:: DIRECTIVE ::
Pictures do not belong in the copy. Write out exactly the lines from the one containing "the tree line" through the end of the data.

:: SOURCE RECORDS ::
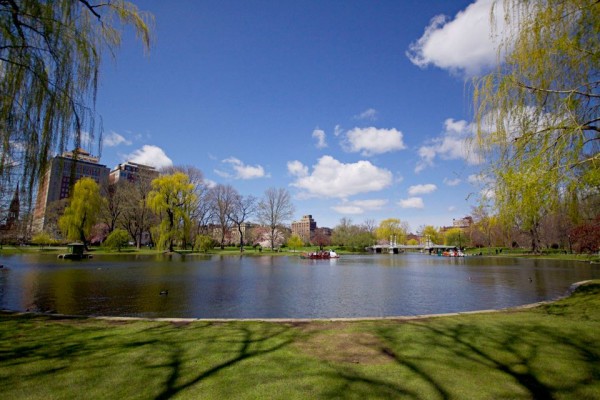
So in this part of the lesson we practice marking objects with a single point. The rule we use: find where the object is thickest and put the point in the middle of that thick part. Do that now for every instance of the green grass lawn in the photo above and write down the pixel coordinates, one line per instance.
(548, 352)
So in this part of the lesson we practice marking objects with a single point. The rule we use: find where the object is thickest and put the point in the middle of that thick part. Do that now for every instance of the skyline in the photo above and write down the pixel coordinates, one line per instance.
(360, 110)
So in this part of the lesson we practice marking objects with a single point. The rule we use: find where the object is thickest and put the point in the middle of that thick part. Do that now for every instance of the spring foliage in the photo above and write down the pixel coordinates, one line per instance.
(82, 212)
(50, 55)
(538, 112)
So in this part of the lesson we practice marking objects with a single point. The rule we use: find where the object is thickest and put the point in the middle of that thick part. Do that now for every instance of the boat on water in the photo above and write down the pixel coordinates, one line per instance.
(320, 255)
(453, 253)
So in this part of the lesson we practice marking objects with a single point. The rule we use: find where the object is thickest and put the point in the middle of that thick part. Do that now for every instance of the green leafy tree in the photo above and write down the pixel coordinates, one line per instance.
(455, 237)
(51, 53)
(204, 243)
(538, 112)
(117, 239)
(43, 239)
(274, 210)
(172, 197)
(392, 229)
(81, 214)
(431, 233)
(295, 241)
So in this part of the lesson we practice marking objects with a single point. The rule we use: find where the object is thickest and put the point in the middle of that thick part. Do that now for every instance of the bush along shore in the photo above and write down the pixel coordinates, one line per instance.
(286, 251)
(551, 351)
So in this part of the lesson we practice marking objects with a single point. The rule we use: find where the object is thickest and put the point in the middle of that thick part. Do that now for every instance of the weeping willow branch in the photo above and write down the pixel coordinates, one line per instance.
(50, 55)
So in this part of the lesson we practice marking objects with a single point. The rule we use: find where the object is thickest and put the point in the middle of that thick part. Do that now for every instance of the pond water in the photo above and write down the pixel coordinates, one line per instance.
(280, 287)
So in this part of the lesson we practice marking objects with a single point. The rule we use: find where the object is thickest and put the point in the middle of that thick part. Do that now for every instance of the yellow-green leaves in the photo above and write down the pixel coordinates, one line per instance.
(81, 214)
(172, 197)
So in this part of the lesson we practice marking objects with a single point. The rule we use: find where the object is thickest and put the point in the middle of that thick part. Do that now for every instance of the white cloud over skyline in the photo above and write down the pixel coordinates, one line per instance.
(466, 44)
(241, 170)
(369, 114)
(113, 139)
(149, 155)
(370, 141)
(319, 134)
(422, 189)
(331, 178)
(357, 207)
(412, 202)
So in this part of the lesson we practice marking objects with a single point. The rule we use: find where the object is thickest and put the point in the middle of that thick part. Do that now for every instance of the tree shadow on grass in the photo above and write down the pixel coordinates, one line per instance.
(251, 343)
(521, 355)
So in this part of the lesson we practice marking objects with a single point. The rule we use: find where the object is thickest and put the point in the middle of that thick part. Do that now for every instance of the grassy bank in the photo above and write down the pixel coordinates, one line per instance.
(547, 352)
(250, 251)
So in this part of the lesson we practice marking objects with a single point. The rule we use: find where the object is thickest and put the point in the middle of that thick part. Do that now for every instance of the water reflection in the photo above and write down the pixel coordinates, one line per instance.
(272, 287)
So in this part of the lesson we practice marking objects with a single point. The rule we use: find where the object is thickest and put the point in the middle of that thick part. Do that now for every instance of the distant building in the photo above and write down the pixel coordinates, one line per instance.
(305, 228)
(131, 172)
(462, 222)
(247, 230)
(62, 173)
(13, 212)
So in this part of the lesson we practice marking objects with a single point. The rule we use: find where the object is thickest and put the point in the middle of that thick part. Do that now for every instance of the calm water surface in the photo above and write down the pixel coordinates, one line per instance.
(280, 287)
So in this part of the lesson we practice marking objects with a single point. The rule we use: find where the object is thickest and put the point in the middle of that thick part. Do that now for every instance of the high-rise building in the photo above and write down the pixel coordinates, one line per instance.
(305, 228)
(62, 173)
(131, 172)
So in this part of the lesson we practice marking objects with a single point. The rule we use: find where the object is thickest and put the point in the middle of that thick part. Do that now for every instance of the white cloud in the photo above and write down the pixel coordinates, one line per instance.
(113, 139)
(319, 134)
(452, 144)
(479, 179)
(241, 170)
(331, 178)
(485, 183)
(412, 202)
(359, 206)
(467, 44)
(371, 140)
(422, 189)
(150, 155)
(452, 182)
(298, 169)
(369, 114)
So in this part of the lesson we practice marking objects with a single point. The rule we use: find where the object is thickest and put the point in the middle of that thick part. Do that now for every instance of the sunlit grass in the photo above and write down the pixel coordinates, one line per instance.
(551, 351)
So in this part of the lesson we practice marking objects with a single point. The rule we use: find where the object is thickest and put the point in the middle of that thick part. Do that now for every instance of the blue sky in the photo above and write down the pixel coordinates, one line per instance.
(361, 109)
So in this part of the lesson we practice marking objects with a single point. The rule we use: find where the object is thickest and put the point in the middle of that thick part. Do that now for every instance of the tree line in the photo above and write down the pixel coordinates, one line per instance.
(177, 209)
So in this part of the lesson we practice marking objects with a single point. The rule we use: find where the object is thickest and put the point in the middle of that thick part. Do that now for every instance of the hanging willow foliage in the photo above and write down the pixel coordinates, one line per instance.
(50, 54)
(538, 113)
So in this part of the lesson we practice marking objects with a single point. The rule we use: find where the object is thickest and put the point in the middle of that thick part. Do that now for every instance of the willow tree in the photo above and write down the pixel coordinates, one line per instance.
(274, 209)
(50, 55)
(82, 211)
(172, 198)
(538, 112)
(392, 230)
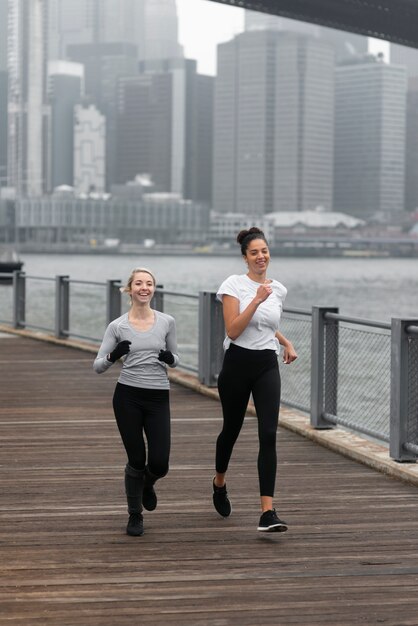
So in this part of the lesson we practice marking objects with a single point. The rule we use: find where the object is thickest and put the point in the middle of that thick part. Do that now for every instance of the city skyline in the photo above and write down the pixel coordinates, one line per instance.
(203, 24)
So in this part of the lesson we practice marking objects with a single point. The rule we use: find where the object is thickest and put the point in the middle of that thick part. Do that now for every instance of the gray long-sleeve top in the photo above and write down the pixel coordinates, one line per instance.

:: RESPONSE ::
So in this part of the lesson we practice marking objects with a single point. The rule we use: find where the object is thickest and put the point in the middle of that thick part. Do that now for every instance of the tree line in the photo above and write down the pixel coordinates, one line per instance.
(177, 209)
So in this part of the lesson we practice marking objects with a single point. The rule we use: find where the object is thickest and put the point in the middle of that thick part. Do that now for every instance of the hanging willow foliage in the photo above and write down the pixel coordinates, one line per instance.
(50, 54)
(538, 113)
So in this part of the lesson we practice marking objects with a single point. The rule we use: find where the object is thickest and put the point in the middle of that thick part. Do that now for every instance of the willow tree in the photo above and write down the pixel coordinates, one line per instance.
(274, 209)
(50, 55)
(82, 211)
(172, 198)
(538, 112)
(392, 230)
So in this part of the lesson we practice marking objects with a single point. The rule we use: find where the object is thickest and put the point in the middle of that thick part. Do that now for every instance of the city skyline in the photo above and write down the pixel coordinates, one line per instance.
(203, 24)
So in this part of the lesson we practice marking objects with a single point. The rule we use: find where the object is thickest and put the point in the middle of that thick part. Do that now for every instance of the gray long-sleeve top in the photo above and write down the pixel coordinates, one line per instance.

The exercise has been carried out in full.